[TASK TO CARRY OUT]:
Copy out the rows verbatim, starting at the line that contains "the blurred background" and continuing through the last of the rows, with both ends included.

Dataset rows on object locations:
--- Begin ---

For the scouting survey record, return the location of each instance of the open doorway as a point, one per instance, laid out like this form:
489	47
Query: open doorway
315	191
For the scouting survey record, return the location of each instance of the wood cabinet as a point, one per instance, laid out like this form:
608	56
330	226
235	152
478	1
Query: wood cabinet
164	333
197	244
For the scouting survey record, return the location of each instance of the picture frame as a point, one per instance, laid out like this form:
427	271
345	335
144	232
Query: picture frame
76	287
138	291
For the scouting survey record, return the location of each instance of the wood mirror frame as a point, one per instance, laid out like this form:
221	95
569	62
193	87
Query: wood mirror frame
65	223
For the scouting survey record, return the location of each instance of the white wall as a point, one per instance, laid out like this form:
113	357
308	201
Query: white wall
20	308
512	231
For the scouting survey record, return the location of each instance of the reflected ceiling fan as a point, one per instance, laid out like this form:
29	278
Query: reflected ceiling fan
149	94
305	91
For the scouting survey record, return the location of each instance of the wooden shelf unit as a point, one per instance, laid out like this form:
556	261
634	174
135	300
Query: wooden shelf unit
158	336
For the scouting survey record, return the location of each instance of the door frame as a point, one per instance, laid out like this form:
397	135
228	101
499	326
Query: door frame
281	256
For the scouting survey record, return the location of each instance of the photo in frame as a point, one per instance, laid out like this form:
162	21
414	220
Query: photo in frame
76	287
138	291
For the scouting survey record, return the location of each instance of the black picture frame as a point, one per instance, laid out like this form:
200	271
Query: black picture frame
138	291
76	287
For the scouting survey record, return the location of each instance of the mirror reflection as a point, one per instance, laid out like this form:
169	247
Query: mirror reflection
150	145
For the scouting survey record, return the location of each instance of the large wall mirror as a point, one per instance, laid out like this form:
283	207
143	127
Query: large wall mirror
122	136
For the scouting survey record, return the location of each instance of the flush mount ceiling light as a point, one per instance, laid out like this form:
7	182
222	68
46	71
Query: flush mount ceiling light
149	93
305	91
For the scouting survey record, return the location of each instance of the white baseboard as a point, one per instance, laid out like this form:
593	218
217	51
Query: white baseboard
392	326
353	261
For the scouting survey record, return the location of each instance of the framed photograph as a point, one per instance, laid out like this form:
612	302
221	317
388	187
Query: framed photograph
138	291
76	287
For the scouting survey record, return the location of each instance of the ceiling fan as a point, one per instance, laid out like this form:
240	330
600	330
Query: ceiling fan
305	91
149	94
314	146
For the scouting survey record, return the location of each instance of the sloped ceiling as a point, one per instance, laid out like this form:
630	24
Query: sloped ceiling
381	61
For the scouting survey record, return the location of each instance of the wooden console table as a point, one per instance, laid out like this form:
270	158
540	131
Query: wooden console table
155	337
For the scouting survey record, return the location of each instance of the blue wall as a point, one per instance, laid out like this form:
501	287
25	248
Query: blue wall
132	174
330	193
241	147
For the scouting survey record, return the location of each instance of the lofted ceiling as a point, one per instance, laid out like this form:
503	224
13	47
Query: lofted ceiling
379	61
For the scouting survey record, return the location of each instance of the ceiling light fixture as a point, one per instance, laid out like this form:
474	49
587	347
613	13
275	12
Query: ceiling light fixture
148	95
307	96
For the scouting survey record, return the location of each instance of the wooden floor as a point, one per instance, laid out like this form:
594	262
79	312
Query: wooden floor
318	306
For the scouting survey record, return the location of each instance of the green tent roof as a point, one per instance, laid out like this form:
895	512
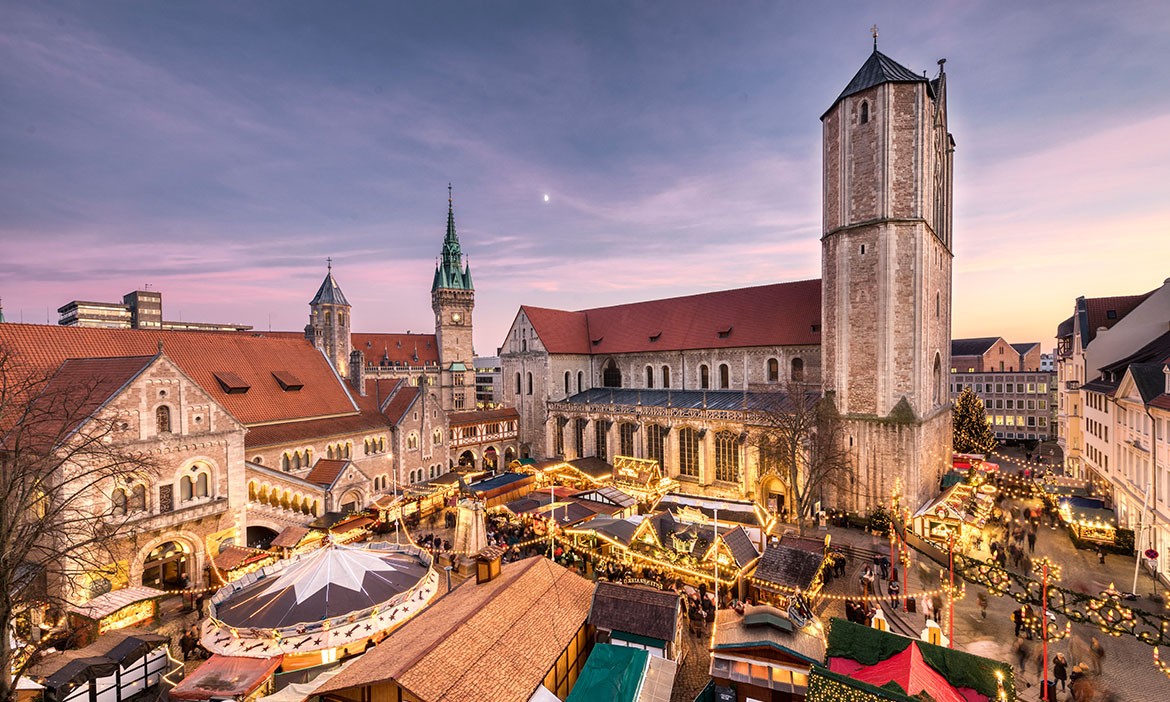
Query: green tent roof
611	674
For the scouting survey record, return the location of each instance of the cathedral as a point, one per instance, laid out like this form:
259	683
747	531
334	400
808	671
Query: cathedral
679	380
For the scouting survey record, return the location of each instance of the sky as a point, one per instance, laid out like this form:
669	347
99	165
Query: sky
599	152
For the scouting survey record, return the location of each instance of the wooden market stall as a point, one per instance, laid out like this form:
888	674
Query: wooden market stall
112	611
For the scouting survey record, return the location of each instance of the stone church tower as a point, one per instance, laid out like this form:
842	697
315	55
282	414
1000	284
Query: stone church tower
887	279
329	323
453	300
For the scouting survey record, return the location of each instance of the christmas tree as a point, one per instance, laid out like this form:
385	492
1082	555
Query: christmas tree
972	433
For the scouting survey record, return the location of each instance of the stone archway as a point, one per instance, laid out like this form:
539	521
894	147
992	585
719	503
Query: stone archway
773	495
169	558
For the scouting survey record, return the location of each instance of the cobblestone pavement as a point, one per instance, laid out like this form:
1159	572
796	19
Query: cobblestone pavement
1127	672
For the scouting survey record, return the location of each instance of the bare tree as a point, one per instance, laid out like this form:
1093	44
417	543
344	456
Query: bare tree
800	438
62	453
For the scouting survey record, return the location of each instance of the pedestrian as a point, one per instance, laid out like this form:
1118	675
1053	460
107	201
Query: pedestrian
1060	670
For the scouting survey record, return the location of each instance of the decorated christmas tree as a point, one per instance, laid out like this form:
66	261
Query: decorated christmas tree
972	433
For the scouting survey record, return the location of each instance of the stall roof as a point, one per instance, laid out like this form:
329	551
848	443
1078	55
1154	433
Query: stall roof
611	674
226	676
104	605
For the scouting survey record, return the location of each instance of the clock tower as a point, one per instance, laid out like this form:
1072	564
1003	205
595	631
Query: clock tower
453	300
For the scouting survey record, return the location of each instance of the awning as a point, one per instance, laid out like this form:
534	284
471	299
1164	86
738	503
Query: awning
226	676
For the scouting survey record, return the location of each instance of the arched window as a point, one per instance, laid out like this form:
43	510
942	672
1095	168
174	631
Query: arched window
688	452
137	497
655	444
163	419
727	456
611	377
118	500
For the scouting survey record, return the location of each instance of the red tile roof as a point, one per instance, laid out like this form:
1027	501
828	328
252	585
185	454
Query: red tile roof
490	641
312	428
397	349
327	470
460	419
253	358
786	314
74	393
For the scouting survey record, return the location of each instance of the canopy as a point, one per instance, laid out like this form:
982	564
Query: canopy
226	676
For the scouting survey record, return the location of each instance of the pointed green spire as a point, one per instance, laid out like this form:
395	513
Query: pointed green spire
449	272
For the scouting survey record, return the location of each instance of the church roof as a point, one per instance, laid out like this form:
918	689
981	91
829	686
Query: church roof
878	69
782	314
329	293
249	358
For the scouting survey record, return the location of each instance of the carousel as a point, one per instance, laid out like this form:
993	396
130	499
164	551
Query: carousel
322	606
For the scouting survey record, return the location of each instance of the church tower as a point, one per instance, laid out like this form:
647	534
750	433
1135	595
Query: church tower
329	323
453	300
886	259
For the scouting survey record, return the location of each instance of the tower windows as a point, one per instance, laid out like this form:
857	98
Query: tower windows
163	419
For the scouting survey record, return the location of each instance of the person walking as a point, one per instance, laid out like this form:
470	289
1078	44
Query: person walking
1060	670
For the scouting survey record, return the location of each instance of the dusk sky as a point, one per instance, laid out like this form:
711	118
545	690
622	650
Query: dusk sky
220	151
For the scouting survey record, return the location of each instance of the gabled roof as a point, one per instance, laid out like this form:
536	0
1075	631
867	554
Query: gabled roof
397	349
975	346
496	640
635	610
200	355
789	566
878	69
329	293
1099	312
324	473
782	314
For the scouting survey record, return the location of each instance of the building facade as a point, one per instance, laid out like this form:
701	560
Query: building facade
1019	397
678	379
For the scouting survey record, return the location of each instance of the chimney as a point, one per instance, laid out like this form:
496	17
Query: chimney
357	371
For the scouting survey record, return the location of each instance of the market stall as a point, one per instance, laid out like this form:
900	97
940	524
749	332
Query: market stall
114	611
961	510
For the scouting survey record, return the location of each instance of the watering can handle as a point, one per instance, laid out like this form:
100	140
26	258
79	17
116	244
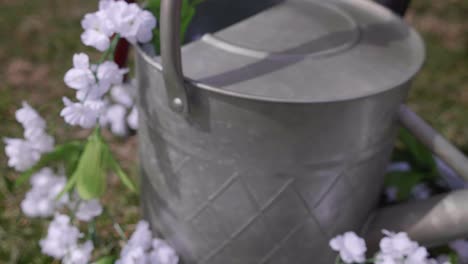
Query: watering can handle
434	141
170	55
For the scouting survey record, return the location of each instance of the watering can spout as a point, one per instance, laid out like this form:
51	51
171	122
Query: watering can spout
434	221
431	222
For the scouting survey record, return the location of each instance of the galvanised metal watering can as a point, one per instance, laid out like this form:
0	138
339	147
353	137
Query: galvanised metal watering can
276	135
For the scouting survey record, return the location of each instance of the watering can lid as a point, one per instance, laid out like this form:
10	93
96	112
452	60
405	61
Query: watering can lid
308	51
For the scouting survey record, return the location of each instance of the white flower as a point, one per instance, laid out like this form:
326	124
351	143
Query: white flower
401	166
84	114
34	129
135	255
108	73
145	24
121	94
98	30
104	4
418	256
87	210
421	191
131	22
397	245
40	140
391	193
461	247
21	154
29	118
132	119
80	254
61	237
41	201
115	116
351	247
162	253
80	77
385	259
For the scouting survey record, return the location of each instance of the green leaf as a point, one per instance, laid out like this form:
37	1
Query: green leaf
60	153
453	258
186	15
68	187
8	183
90	173
106	260
404	181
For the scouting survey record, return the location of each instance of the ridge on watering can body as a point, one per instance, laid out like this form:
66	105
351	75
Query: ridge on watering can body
288	134
303	51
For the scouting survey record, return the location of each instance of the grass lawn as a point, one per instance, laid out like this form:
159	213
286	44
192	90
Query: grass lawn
38	39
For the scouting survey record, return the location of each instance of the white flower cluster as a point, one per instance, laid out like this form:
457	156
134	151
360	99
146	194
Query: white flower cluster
61	242
24	153
92	82
142	249
117	17
395	248
122	113
41	200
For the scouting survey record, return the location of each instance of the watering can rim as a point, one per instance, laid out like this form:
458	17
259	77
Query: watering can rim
213	89
419	59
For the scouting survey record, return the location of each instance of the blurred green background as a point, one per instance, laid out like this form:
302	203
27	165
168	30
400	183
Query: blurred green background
39	37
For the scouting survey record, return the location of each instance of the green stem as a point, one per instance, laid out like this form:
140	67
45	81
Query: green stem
92	235
338	260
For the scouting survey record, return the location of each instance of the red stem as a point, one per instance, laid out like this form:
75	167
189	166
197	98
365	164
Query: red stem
122	49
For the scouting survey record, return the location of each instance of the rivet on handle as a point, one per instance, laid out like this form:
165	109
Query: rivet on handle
170	56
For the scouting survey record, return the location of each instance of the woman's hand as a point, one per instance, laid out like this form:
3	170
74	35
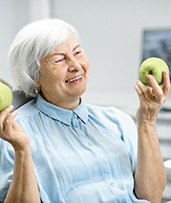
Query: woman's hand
151	98
11	131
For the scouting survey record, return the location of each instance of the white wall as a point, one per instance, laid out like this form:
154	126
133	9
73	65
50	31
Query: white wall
112	35
111	32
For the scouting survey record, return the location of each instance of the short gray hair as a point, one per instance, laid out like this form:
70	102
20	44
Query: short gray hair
34	42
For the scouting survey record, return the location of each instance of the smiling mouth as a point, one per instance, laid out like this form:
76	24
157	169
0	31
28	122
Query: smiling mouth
74	79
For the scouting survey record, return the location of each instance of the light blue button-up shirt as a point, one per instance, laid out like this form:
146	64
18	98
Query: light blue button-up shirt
87	155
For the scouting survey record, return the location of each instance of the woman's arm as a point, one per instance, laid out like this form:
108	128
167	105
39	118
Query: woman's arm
23	187
150	177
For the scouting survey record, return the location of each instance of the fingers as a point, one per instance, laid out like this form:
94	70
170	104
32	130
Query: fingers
166	83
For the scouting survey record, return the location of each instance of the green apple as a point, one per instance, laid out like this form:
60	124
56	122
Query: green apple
5	96
153	66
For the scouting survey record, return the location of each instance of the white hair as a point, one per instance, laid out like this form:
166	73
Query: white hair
34	42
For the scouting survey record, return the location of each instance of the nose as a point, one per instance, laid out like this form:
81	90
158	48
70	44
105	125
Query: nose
74	64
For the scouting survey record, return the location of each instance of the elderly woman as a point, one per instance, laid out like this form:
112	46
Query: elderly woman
58	149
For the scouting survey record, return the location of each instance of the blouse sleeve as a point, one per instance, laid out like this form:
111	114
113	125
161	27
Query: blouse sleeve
6	167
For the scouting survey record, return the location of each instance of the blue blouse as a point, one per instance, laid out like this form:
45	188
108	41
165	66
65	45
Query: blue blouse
87	155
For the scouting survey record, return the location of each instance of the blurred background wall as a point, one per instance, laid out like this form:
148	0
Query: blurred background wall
111	33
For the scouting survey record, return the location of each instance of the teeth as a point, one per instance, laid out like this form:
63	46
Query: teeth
74	79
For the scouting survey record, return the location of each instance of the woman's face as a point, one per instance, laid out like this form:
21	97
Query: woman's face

--- End ---

[SOLUTION FOR THIS EXERCISE]:
For the scouting survey record, return the location of each instance of the blurred background wall as a point, one per instance, laid out like this form:
148	0
Query: blurred background wall
111	33
For the scouting survey record, return the location of each instance of the teeth as a point, one per instance, laid out like this form:
63	46
Query: teeth
74	79
For the scouting survey record, return the location of each instance of the woman's face as a point, one per instance, laid out like this form:
21	97
Query: woman's face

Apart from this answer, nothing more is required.